* [What to work on]
Word for word, print each line of the listing below; pictures stay out.

(Entries from a point annotation set)
# # # #
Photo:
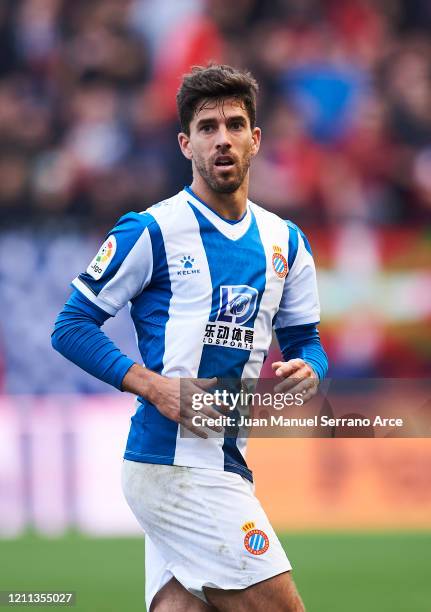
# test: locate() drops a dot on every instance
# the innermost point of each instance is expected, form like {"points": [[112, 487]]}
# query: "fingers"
{"points": [[205, 383], [286, 368]]}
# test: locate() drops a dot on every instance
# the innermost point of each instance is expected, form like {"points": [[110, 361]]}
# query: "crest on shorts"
{"points": [[279, 262], [255, 541]]}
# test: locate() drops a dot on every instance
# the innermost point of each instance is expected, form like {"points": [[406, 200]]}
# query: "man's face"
{"points": [[221, 144]]}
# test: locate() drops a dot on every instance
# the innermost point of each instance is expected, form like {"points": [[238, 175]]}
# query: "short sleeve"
{"points": [[299, 303], [122, 267]]}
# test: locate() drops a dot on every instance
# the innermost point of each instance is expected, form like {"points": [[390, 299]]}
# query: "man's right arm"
{"points": [[78, 336]]}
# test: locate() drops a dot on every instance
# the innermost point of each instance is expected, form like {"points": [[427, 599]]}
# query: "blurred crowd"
{"points": [[87, 105]]}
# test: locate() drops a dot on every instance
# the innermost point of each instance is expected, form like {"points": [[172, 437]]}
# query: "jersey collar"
{"points": [[231, 229]]}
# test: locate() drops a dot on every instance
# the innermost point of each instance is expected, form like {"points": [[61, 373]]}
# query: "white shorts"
{"points": [[205, 527]]}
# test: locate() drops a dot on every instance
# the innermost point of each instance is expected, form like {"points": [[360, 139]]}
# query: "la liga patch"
{"points": [[279, 262], [256, 542], [103, 258]]}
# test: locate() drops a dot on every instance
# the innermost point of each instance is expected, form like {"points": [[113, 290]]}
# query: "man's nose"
{"points": [[223, 138]]}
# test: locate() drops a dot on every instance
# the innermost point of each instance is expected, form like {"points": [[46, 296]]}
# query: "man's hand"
{"points": [[297, 377], [164, 393]]}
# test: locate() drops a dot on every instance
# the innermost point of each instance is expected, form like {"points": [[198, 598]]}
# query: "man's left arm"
{"points": [[305, 362]]}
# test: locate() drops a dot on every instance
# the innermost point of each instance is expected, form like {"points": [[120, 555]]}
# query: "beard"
{"points": [[233, 178]]}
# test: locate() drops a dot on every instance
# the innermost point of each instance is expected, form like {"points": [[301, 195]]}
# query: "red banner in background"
{"points": [[344, 483], [60, 462]]}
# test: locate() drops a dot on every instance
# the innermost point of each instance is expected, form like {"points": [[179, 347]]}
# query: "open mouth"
{"points": [[224, 161]]}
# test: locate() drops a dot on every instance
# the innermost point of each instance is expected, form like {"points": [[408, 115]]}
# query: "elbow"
{"points": [[55, 340]]}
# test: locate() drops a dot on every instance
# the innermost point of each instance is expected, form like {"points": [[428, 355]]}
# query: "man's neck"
{"points": [[231, 206]]}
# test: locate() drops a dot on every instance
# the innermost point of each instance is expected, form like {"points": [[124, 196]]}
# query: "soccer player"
{"points": [[208, 274]]}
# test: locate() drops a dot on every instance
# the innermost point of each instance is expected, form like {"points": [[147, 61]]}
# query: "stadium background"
{"points": [[88, 132]]}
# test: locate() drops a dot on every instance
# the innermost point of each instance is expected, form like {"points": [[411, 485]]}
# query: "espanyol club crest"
{"points": [[255, 541], [279, 262], [237, 303]]}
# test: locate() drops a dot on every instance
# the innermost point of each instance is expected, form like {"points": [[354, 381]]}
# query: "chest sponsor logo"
{"points": [[103, 258], [279, 262], [237, 306]]}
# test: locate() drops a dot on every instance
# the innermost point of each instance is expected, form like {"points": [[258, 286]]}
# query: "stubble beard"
{"points": [[220, 185]]}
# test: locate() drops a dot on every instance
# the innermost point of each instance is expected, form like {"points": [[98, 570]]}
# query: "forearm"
{"points": [[78, 337], [303, 342], [141, 381]]}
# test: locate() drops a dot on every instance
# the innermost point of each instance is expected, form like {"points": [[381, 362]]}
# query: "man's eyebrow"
{"points": [[213, 120], [204, 121]]}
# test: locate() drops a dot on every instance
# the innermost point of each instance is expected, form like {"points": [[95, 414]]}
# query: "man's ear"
{"points": [[184, 142], [255, 139]]}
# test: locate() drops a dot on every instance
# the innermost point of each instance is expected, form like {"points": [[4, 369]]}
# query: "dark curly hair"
{"points": [[213, 82]]}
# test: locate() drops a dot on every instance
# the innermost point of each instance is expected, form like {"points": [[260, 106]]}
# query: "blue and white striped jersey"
{"points": [[204, 295]]}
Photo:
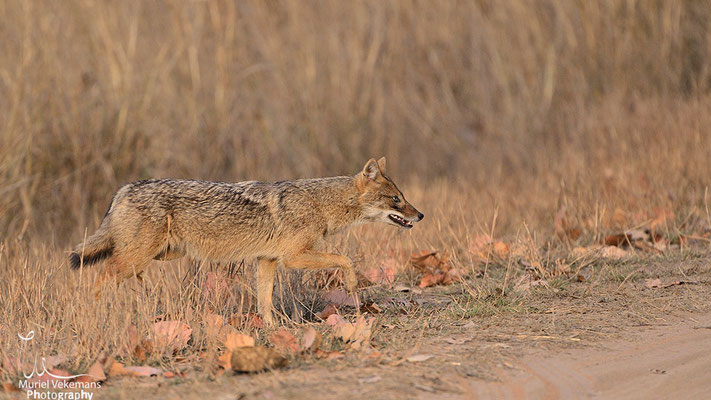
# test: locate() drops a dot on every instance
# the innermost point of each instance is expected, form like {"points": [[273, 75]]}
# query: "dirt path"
{"points": [[672, 361]]}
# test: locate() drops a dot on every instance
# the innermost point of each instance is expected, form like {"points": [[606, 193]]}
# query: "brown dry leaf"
{"points": [[329, 355], [613, 253], [357, 334], [284, 342], [340, 298], [501, 249], [431, 279], [653, 283], [435, 268], [419, 357], [310, 340], [117, 369], [255, 359], [371, 308], [663, 216], [225, 360], [143, 371], [479, 244], [526, 282], [341, 327], [236, 339], [96, 371], [385, 273], [425, 261], [171, 335], [328, 311], [246, 321], [142, 350]]}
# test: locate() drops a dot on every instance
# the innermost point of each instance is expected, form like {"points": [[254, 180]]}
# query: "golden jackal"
{"points": [[275, 223]]}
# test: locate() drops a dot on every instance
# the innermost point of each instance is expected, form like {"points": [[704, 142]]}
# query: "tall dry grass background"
{"points": [[483, 108]]}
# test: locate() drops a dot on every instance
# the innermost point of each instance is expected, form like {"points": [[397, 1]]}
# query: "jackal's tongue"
{"points": [[400, 221]]}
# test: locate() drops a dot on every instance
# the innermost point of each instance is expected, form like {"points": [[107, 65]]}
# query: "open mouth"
{"points": [[400, 221]]}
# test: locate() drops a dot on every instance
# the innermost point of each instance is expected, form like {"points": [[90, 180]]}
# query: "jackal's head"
{"points": [[381, 200]]}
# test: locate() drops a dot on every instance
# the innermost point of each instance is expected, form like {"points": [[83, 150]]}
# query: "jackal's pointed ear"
{"points": [[371, 169], [381, 165]]}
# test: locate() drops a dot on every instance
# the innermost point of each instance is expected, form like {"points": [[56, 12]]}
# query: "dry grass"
{"points": [[493, 116]]}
# # # #
* [The reply]
Photo:
# test: locate() drops a dot on every instance
# the innermost point of each instance is expected, form like {"points": [[112, 487]]}
# query: "fingers"
{"points": [[205, 383], [286, 368]]}
# test: locate() drops a dot on every instance
# the innermost point of each instance is expected, form like {"points": [[110, 361]]}
# query: "crest on shorts"
{"points": [[279, 262], [255, 541]]}
# test: locate() drops a dot on every instance
# the innermost point of each instance is expected, form like {"points": [[406, 200]]}
# query: "man's face"
{"points": [[221, 144]]}
# test: locate() drops a dot on every instance
# the innermost point of each instance is expected, form like {"points": [[238, 175]]}
# query: "short sleeve"
{"points": [[299, 303], [122, 267]]}
# test: locate() drops a dot on every instance
# the innermost point of each instance is expected, form like {"points": [[390, 299]]}
# query: "man's right arm"
{"points": [[78, 336]]}
# test: locate() drops a dot on every instance
# the innermost point of each instance is expected, form like {"points": [[427, 599]]}
# query: "blurred crowd"
{"points": [[87, 105]]}
# test: locate() drops a dot on every instance
# the innermost point of each instance is expected, form like {"points": [[172, 437]]}
# query: "jersey collar"
{"points": [[231, 229]]}
# test: locate() drops a dot on every instance
# the innermost point of each instance is expected, form like {"points": [[61, 373]]}
# query: "white shorts"
{"points": [[205, 527]]}
# test: locate() drops a dot on every instance
# the innermost point of each instance is expected, form like {"points": [[360, 139]]}
# query: "la liga patch"
{"points": [[279, 262], [256, 542], [103, 258]]}
# test: locate() drops a dot on every instance
# the innermost point of each instance is expected, form like {"points": [[113, 290]]}
# query: "man's nose"
{"points": [[223, 138]]}
# test: locate() drops a dot on every instance
# the innermost point of each instance is expected, form like {"points": [[46, 296]]}
# query: "man's hand"
{"points": [[297, 377], [164, 393]]}
# test: locate() drops a dot on every instance
# the innermost point of each instance is expected, form like {"points": [[198, 598]]}
# query: "man's left arm"
{"points": [[305, 362]]}
# test: locate() drops a dot on every instance
# the innermost point of each instance is expected, form like {"points": [[120, 555]]}
# query: "beard"
{"points": [[233, 178]]}
# test: locate() drops a dot on every instance
# the innermost point of each instance is expected, form like {"points": [[301, 195]]}
# query: "red banner in background"
{"points": [[344, 483], [60, 462]]}
# test: locate() drops a dot on every instance
# the innermost point of each instance is expected, form like {"points": [[179, 347]]}
# query: "open mouth"
{"points": [[224, 161]]}
# test: locate() drops a dot on every instance
# the innermost point of each instance is expected, form like {"points": [[408, 115]]}
# query: "elbow"
{"points": [[55, 340]]}
# test: locate() drops a dot on every instance
# the innermost point of each instance is expected, form like {"points": [[428, 355]]}
# query: "man's neck"
{"points": [[231, 206]]}
# test: locate() drops a dot on every instance
# the innermost point of each instance is expected, form like {"points": [[124, 196]]}
# query: "soccer player"
{"points": [[208, 274]]}
# test: locate() drops a dot on every instance
# the innermost point of each instance is expected, form like {"points": [[147, 61]]}
# query: "stadium background"
{"points": [[88, 132]]}
# test: locate() drops a dot on every instance
# the innermost point of each instance is expected, form like {"points": [[411, 485]]}
# query: "espanyol club crest"
{"points": [[255, 541], [279, 262], [237, 303]]}
# test: locate() drops a dot on every instance
# the innermost point of each instance is expected, form like {"points": [[354, 381]]}
# query: "chest sponsor logo"
{"points": [[103, 258], [279, 262], [237, 306]]}
# test: locate() drops a dot on every instance
# the innermost point of each instance is expected, form like {"points": [[258, 286]]}
# query: "stubble beard"
{"points": [[220, 185]]}
# test: locate() drops a dot on every instance
# the innermost point of each instance is expected, form like {"points": [[98, 570]]}
# query: "forearm"
{"points": [[78, 337], [303, 342], [141, 381]]}
# test: locate() drops a dot on every instance
# the innermost point of each instance is expected, form like {"points": [[381, 362]]}
# query: "man's eyebrow"
{"points": [[213, 120], [204, 121]]}
# test: locate() drops a dot on every instance
# the innermost point of each instance is expected, form like {"points": [[95, 414]]}
# query: "man's ear"
{"points": [[184, 142], [255, 139]]}
# test: locate() drops a dot on every instance
# the innermost point of each instance is expected, form like {"points": [[4, 369]]}
# query: "dark curly hair"
{"points": [[213, 82]]}
# test: locate() drops a dot on every instance
# the innermost point of each instance is expected, form like {"points": [[260, 106]]}
# query: "blue and white striped jersey"
{"points": [[204, 295]]}
Photo:
# test: locate() drops a dot on every instance
# the innermost point of each instance is expected, form like {"points": [[273, 75]]}
# query: "dirt path"
{"points": [[672, 361]]}
# test: locate() drops a dot on every instance
# the innermost point of each instance is expected, form like {"points": [[606, 193]]}
# query: "brown dry leaf"
{"points": [[329, 355], [613, 253], [357, 334], [284, 342], [340, 298], [501, 249], [431, 279], [653, 283], [435, 268], [419, 357], [310, 340], [117, 369], [255, 359], [371, 308], [663, 216], [225, 360], [143, 371], [479, 244], [526, 282], [341, 327], [236, 339], [96, 371], [385, 273], [425, 261], [171, 335], [328, 311], [246, 321], [142, 350]]}
# test: locate() drops a dot on every instance
# the innermost point of each instance is expected, form like {"points": [[254, 180]]}
# query: "golden jackal"
{"points": [[275, 223]]}
# test: locate() drops a dot on every instance
# the innermost point of each instance is expected, form like {"points": [[704, 142]]}
# query: "tall dry grass background"
{"points": [[483, 108]]}
# test: locate() drops a dot on every instance
# the innermost point of each instance is expected, form like {"points": [[397, 1]]}
# query: "jackal's tongue"
{"points": [[400, 221]]}
# test: locate() drops a dot on every instance
# the innermost point of each instance is expected, form like {"points": [[107, 65]]}
# query: "open mouth"
{"points": [[400, 221]]}
# test: locate() drops a dot on every instance
# the innermost point of each instance is expected, form like {"points": [[90, 180]]}
# query: "jackal's head"
{"points": [[381, 200]]}
# test: locate() drops a dot on every instance
# the innermost point of each instance is expected, form like {"points": [[83, 150]]}
# query: "jackal's pointed ear"
{"points": [[371, 169], [381, 165]]}
# test: locate() drops a dot on every instance
# the innermost point of each instance is expected, form like {"points": [[56, 12]]}
# query: "dry grass"
{"points": [[493, 116]]}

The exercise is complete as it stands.